TEXTO DE LEITURA.
☆ ☆ ☆ ☆

Escrita Contabilidade

Natureza jurídica do pedágio: Preços público ou taxa?

Uma dúvida bastante comum diz respeito à natureza jurídica do pedágio: se possui natureza jurídica de taxa ou de tarifa (preço público). A discussão em sua essência diz respeito ao estudo da diferença entre preço público e taxa, pois é nesta seara onde se busca um critério que nos diga de forma segura e objetiva como determinado serviço público poderá ser remunerado.
Aviso desde já aos navegantes que os mares são turbulentos e não há ainda resposta definitiva nesse assunto.
Para nivelarmos todos os amigos e amigas leitores, é importante abordar de forma bem sucinta as principais características que separam as taxas dos preços públicos, até para que a discussão de ser o pedágio uma coisa ou outra se justifique bem aos olhos de todos, sob pena de parecer numa primeira análise perda de tempo com debate meramente acadêmico. Não é nem de longe o nosso caso.
Taxa é uma espécie de tributo que tem na sua materialidade uma atividade do Estado, servindo para remunerar o exercício do poder de polícia ou a utilização, efetiva ou potencial, de serviços públicos específicos e divisíveis, nos termos do art. 145, II, da Constituição Federal. Por ser espécie tributária, está submetida a um regime de direito público e a ela se aplicam todas as limitações constitucionais ao poder de tributar (princípios da legalidade, anterioridade nonagesimal e do exercício financeiro, sua cobrança segue o rito especial da Execução Fiscal, etc.).
O preço público está submetido a regime de direito privado, de natureza contratual, sendo imprescindível para a validade de sua cobrança a efetiva utilização do serviço prestado ao usuário, de modo que não se admite a cobrança de preço público pela utilização em potencial do serviço, como ocorre validamente com a taxa.
Atenção: digo desde logo que não vou adotar a diferença proposta por parte da doutrina entre preço público e tarifa. Para os que veem diferença, preço público é utilizado para quando o serviço e a cobrança forem realizadas diretamente pelo Estado, e tarifa quando a prestação e a cobrança forem feitas por particular concessionário ou permissionário daquele serviço. Usarei as duas expressões a partir de agora como sinônimos.
Na visão do direito financeiro, taxa é tipo de receita pública derivada, como todo tributo, ao passo que o preço público é tipo de receita pública originária. Disto decorre a diferença de tratamento que receberão do ordenamento jurídico, conforme analisaremos abaixo.
Percebe-se então que na taxa há o elemento da compulsoriedade de seu pagamento, quando estiverem presentes os requisitos previstos na Constituição e na legislação infraconstitucional (prévia lei instituidora, serviço público específico e divisível, etc.), o que não ocorre com o preço público, que por ser de natureza contratual, regido por normas de direito privado, pressupõe a facultatividade da adesão ao serviço.

☆ ☆ ☆ ☆

DADOS EXTRAÍDOS.
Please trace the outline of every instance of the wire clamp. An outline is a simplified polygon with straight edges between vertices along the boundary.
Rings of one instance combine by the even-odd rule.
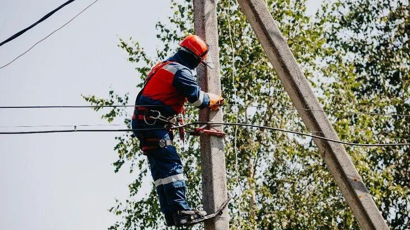
[[[200,133],[206,134],[219,137],[224,137],[227,133],[217,129],[212,128],[209,125],[203,125],[199,128],[195,128],[194,131],[189,132],[193,136],[199,136]]]

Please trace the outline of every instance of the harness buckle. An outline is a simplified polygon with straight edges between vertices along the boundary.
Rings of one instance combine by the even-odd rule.
[[[167,143],[165,142],[165,140],[163,139],[161,139],[158,142],[159,147],[161,148],[163,148],[167,145]]]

☆ ☆ ☆ ☆

EXERCÍCIO PROPOSTO. Reproduza o trecho do texto sobre a natureza jurídica do pedágio que começa em "Na visão do" e segue até "conforme analisaremos abaixo.", sem alterar nenhuma palavra. Os dados apresentados não são necessários.

RESOLUÇÃO DA TAREFA.
Na visão do direito financeiro, taxa é tipo de receita pública derivada, como todo tributo, ao passo que o preço público é tipo de receita pública originária. Disto decorre a diferença de tratamento que receberão do ordenamento jurídico, conforme analisaremos abaixo.